▶ Texte d'étude:

* * *

Si l’on parle du Pinot Gris, nous sommes obligés d’évoquer une légende aussi fausse que tenace. Pendant longtemps, on a cru que l’habitude alsacienne de nommer ce cépage tokay ou tokay d’alsace trouvait son origine en la personne de Lazare de Schwendi, général et diplomate, qui servait au 16e siècle le Saint-Empire dans sa guerre contre l’Empire ottoman. Celui-ci aurait rapporté du lieu d’une bataille victorieuse à Tocaj (dans l’actuelle Hongrie) des ceps de vigne pour les planter et les multiplier sur ces terres, dans la région de Kientzheim, certainement dans l’objectif de produire sur ces terres une version alsacienne du célèbre Tokaji, ce vin liquoreux hongrois qui faisait déjà les délices des seigneuries locales et de certaines cours européennes. Cette légende est tellement bien ancrée que vous pouvez aller en admirer la plus belle expression à Colmar, au pied de la statue de Lazare de Schwendi revenant de la bataille, son pied de vigne à la main.
Ce n’est qu’en 2007 que l’usage du mot Tokay sur les bouteilles de vins d’Alsace issus du Pinot Gris fut définitivement interdit, par l’Union Européenne après une plainte portée par la Hongrie en 1984.

* * *

▶ Segment de données:
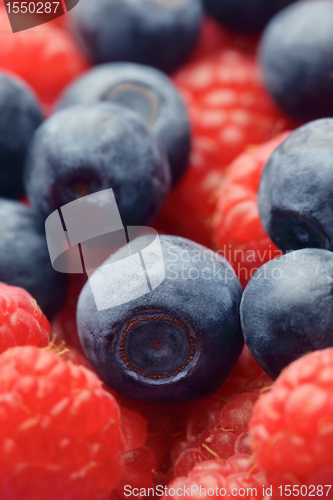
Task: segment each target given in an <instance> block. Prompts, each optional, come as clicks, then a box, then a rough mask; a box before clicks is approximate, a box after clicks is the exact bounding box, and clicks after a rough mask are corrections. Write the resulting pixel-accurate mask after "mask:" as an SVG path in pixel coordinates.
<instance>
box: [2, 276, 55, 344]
mask: <svg viewBox="0 0 333 500" xmlns="http://www.w3.org/2000/svg"><path fill="white" fill-rule="evenodd" d="M49 333H50V324H49V322H48V321H47V319H46V318H45V316H44V314H43V313H42V311H41V310H40V308H39V307H38V305H37V302H36V301H35V300H34V299H33V298H32V297H31V295H30V294H29V293H28V292H26V291H25V290H23V288H18V287H14V286H9V285H5V284H4V283H0V353H2V352H4V351H5V350H6V349H9V348H10V347H15V346H17V345H34V346H36V347H46V346H47V345H48V343H49V340H50V339H49Z"/></svg>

* * *

▶ Consignes:
1 > Relevez tous les repères chronologiques (siècles et années) que donne le texte sur le Pinot Gris.
2 > D'après le texte sur le Pinot Gris, quel pays a porté plainte en 1984 ?
3 > Poursuivez le texte sur le Pinot Gris à partir de l'endroit où il s'arrête.

▶ Vos réponses:
1 > 16e siècle, 1984, 2007

2 > La Hongrie.

3 >
Nous savons pourtant, grâce aux travaux de nombreux ampélographes, que le Pinot Gris cultivé depuis des siècles en Alsace n’a rien de commun avec le Furmint, principal cépage à l’origine du célèbre vin hongrois.
En réalité, le Pinot Gris provient de toute évidence de la région de Bourgogne (où il est connu sous le nom de Pinot beurot) et de son cépage phare, le Pinot Noir. Il en est un très proche parent puisque seule la couleur de la membrane des baies les distingue. Mais c’est indéniablement en Alsace qu’au fil des siècles, il a conquis ses lettres de noblesse.
Aujourd’hui le Pinot Gris occupe une part importante du vignoble alsacien puisqu’il représente avec environ 2000 hectares plantés près de 15% de l’encépagement total.
Moins connu, le Pinot gris est également cultivé et vinifié, sous le nom de Malvoisie, dans les Pays de Loire, en particulier dans la région nantaise sous l’appellation Coteaux d’Ancenis.
Notons enfin une production confidentielle de vins blancs à partir de Pinot Gris dans la petite AOC berrichonne Chateaumeillant.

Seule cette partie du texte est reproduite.